▶ _Work to complete_: Revise the records from the start through the line that contains "[[322, 206]]", swapping "lamb's" for "sheep's" and leaving everything else as it is.

(Dataset records)
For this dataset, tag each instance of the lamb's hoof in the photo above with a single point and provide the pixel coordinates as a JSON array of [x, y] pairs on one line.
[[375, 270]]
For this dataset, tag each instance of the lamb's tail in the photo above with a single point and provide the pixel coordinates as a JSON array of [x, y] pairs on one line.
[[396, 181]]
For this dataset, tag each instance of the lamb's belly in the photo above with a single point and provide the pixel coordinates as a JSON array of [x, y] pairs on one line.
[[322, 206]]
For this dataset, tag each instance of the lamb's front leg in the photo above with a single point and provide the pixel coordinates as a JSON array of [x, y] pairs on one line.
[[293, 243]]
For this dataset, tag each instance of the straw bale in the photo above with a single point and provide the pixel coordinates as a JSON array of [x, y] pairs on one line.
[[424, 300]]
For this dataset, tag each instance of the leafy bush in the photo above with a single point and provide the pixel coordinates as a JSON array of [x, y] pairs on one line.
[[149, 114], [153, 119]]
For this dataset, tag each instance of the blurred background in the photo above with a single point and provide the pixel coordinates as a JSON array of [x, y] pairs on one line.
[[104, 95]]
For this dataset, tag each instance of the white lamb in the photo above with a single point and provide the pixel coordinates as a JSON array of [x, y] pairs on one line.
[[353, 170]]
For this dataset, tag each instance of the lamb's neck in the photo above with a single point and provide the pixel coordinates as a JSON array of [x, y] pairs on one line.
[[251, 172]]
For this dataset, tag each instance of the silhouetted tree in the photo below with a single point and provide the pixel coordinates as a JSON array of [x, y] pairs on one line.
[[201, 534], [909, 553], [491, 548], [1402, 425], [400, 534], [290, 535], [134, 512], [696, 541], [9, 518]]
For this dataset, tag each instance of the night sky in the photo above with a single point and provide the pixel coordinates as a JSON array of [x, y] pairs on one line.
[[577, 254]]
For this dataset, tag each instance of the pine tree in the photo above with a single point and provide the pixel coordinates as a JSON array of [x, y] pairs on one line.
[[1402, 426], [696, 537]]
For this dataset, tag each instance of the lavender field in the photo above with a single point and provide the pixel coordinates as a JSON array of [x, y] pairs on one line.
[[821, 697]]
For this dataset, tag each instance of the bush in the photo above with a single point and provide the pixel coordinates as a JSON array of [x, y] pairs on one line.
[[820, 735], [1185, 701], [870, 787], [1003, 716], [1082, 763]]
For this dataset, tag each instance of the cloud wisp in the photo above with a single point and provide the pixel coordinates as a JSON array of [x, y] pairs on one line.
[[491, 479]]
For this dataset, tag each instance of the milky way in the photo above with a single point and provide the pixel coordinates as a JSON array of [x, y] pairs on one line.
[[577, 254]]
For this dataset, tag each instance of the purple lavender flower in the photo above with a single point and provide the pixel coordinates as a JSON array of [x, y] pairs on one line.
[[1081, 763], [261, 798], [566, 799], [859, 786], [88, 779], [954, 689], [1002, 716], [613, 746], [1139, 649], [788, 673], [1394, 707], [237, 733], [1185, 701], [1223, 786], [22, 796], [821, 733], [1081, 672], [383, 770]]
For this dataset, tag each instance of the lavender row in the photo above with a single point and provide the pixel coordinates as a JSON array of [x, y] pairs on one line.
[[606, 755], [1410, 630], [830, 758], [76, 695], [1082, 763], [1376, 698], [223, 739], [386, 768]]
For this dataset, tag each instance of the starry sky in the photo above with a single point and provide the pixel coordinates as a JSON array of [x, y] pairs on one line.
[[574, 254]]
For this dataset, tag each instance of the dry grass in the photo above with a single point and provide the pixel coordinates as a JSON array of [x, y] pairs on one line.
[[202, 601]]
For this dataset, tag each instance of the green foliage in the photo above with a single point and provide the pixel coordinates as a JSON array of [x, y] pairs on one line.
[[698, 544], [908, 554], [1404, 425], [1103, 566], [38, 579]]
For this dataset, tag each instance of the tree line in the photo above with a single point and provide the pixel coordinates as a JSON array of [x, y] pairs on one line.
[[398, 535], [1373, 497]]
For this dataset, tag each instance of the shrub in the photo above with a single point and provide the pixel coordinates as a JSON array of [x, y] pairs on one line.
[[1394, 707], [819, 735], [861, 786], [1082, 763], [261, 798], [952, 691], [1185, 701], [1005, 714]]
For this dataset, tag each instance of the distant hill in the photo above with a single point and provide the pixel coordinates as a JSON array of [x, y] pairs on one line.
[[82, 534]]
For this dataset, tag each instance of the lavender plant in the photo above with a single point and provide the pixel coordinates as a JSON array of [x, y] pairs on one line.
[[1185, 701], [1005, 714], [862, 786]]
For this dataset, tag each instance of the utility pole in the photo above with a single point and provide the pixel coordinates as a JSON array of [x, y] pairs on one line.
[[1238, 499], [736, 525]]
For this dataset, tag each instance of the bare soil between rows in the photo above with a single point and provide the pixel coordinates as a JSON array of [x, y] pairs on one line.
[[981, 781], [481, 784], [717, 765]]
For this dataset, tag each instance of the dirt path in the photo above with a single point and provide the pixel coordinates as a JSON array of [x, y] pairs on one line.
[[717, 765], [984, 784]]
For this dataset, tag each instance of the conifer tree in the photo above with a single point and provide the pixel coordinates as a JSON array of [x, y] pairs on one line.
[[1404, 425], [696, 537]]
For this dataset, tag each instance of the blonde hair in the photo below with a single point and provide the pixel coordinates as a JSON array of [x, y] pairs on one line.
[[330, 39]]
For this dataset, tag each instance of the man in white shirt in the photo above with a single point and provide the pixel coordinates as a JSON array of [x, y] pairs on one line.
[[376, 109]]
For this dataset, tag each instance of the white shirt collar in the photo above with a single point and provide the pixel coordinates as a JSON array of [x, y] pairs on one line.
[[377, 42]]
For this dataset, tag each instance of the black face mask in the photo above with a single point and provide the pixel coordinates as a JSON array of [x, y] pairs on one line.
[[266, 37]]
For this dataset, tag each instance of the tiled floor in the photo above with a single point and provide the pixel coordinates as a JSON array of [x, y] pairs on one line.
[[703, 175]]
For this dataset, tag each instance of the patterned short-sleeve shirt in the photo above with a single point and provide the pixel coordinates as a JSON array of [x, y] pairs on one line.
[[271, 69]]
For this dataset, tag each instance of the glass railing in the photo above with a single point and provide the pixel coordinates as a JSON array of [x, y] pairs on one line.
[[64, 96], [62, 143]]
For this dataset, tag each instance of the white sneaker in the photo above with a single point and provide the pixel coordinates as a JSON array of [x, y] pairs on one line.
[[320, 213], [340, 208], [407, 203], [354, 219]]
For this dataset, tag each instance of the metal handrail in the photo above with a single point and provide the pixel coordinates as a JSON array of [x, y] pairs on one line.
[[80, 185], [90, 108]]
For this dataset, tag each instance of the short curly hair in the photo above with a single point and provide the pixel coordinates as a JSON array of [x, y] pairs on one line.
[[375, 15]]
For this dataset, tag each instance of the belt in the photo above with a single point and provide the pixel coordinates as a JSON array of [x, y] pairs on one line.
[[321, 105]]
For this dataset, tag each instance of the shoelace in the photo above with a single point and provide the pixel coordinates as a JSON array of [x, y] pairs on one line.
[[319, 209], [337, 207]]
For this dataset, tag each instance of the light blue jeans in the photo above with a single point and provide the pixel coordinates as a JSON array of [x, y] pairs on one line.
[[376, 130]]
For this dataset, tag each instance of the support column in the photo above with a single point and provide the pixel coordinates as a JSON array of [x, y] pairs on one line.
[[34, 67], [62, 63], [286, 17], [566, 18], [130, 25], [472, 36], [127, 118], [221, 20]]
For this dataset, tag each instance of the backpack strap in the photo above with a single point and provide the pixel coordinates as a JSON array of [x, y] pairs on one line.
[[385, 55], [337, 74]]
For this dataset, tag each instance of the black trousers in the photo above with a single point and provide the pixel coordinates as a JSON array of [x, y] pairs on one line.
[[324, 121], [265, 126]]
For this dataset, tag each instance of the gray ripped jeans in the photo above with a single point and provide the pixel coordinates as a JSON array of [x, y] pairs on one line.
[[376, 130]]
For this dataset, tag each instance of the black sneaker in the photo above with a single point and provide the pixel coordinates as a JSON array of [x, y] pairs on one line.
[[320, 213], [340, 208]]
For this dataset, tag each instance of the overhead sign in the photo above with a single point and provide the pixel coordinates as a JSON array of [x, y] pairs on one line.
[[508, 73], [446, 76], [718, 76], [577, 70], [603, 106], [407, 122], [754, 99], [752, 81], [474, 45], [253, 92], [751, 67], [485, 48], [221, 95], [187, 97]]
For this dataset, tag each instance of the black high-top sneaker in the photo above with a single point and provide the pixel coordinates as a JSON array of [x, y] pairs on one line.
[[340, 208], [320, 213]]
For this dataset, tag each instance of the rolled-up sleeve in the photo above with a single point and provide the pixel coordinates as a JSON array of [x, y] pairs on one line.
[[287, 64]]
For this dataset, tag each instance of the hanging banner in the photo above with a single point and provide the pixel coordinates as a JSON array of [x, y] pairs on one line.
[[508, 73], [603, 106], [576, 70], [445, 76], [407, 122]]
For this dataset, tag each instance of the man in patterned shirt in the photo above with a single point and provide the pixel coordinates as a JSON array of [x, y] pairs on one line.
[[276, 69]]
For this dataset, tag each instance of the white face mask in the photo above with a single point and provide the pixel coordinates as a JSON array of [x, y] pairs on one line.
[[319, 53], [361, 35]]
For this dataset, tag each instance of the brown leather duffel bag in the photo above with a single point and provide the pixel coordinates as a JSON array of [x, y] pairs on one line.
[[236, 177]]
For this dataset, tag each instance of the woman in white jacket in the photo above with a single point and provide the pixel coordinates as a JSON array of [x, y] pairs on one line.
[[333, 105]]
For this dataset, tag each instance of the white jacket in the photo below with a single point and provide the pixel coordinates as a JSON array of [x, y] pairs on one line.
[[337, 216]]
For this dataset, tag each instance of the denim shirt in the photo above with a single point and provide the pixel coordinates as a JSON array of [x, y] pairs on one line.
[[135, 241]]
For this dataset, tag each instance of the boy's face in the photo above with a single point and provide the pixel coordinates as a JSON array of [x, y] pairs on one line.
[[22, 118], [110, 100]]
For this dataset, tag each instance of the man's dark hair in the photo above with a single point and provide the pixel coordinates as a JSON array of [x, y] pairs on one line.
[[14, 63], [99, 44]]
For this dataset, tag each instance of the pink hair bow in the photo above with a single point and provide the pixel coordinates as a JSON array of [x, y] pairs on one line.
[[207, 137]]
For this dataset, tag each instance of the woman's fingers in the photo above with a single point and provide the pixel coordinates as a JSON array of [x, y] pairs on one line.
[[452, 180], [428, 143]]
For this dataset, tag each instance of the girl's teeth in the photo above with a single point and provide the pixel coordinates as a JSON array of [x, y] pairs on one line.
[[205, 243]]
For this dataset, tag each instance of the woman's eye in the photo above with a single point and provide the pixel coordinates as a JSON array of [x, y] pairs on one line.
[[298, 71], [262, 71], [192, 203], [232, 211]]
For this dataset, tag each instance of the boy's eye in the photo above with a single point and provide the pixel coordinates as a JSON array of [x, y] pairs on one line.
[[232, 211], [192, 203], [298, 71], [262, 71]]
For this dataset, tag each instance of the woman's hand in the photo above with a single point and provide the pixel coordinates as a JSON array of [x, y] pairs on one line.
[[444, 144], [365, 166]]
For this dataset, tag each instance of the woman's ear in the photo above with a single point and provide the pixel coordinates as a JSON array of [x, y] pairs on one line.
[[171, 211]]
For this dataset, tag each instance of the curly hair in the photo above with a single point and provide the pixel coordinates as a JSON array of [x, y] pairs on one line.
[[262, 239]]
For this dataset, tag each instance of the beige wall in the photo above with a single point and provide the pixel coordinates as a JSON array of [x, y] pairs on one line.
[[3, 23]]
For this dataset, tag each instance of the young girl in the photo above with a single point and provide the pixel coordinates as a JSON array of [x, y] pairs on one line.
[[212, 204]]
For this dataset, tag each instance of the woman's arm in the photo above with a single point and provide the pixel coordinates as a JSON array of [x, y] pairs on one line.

▶ _Complete response_:
For this dataset, tag each instance of the sheep's hoof in the photo above with a single point and provide the pixel coordinates as a JSON array of [x, y] pairs on one line.
[[375, 270]]
For this dataset, tag each instance of the sheep's tail in the photo above with a single point and provide the pixel coordinates as a JSON array of [x, y] pairs on one line.
[[396, 181]]
For this dataset, tag each instance of the sheep's belly in the photo above with a single point and provide the pixel coordinates as a JSON array of [x, y] pairs on one line.
[[322, 206]]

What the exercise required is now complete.